In reverse order, I understand that. But not quite as it stands there.
the original basis is linearly independent, so all the coefficients must be zero
Works! This is exactly the definition of a basis.
##\sum_{i\geq 2} \alpha_i b_i=\alpha_1 b_1## since it has to live in the kernel of ##P##
The kernel of ##P## is or better satisfies ##\sum_{i=1}^n \alpha_i b_i = 0## so, you have simply rewritten this statement?
Suppose ##\sum_{i\geq 2} \alpha_i Pb_i=0##
Why can we assume that this is true? I would rather conclude that by reading the proof backwards?!

So the goal is to prove that ##\pi_i(\Lambda)## is a lattice. Let's start real slow. Do you agree that ##\pi_i(\Lambda)## is spanned by integer combinations of ##\pi_i(b_j)## for ##j\neq i##, and also that if those are linearly independent, you have proven that this is an n-1 dimensional lattice?
=-=-=
**Objectives:**
- 1) List every formula containing an equals sign that appears in the forum discussion about bases and lattices.
- 2) Extend the forum discussion about projected lattices with a reply that follows its final post.

**Data section:**
=-=-=
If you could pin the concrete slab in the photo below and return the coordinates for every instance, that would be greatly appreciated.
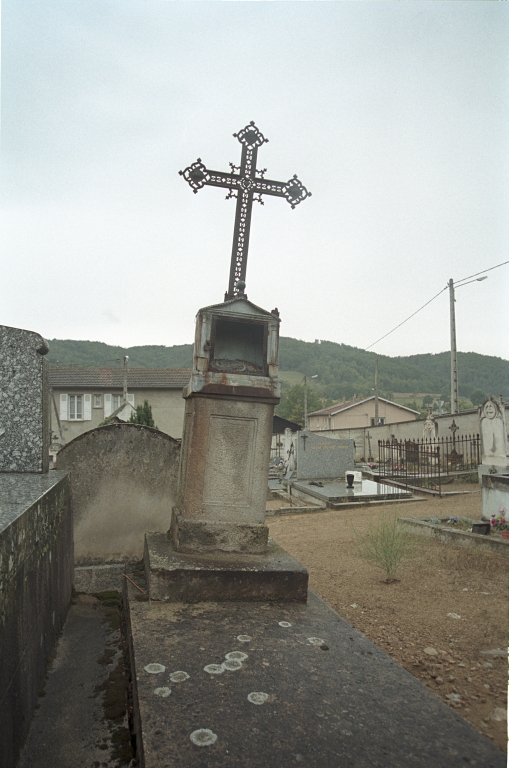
=-=-=
**Outputs for the tasks:**
- 1)
##\sum_{i\geq 2} \alpha_i b_i=\alpha_1 b_1##
##\sum_{i=1}^n \alpha_i b_i = 0##
##\sum_{i\geq 2} \alpha_i Pb_i=0##

- 2)
Peter_Newman
Office_Shredder said:
Do you agree that ##\pi_i(\Lambda)## is spanned by integer combinations of ##\pi_i(b_j)## for ##j\neq i##
Yes, that could fit. ##\Lambda## is a linear combination of lattice basis vectors and a scalar (in front of each basis vector) that is an integer by definition. The span of the projection could then actually come down to integer linear combinations of ##\pi_i(b_j)##. The projection subtracts a component of ##\Lambda##, so we can't have a full rank anymore, right? So only components remain, which are on the space of the projection, on which we project.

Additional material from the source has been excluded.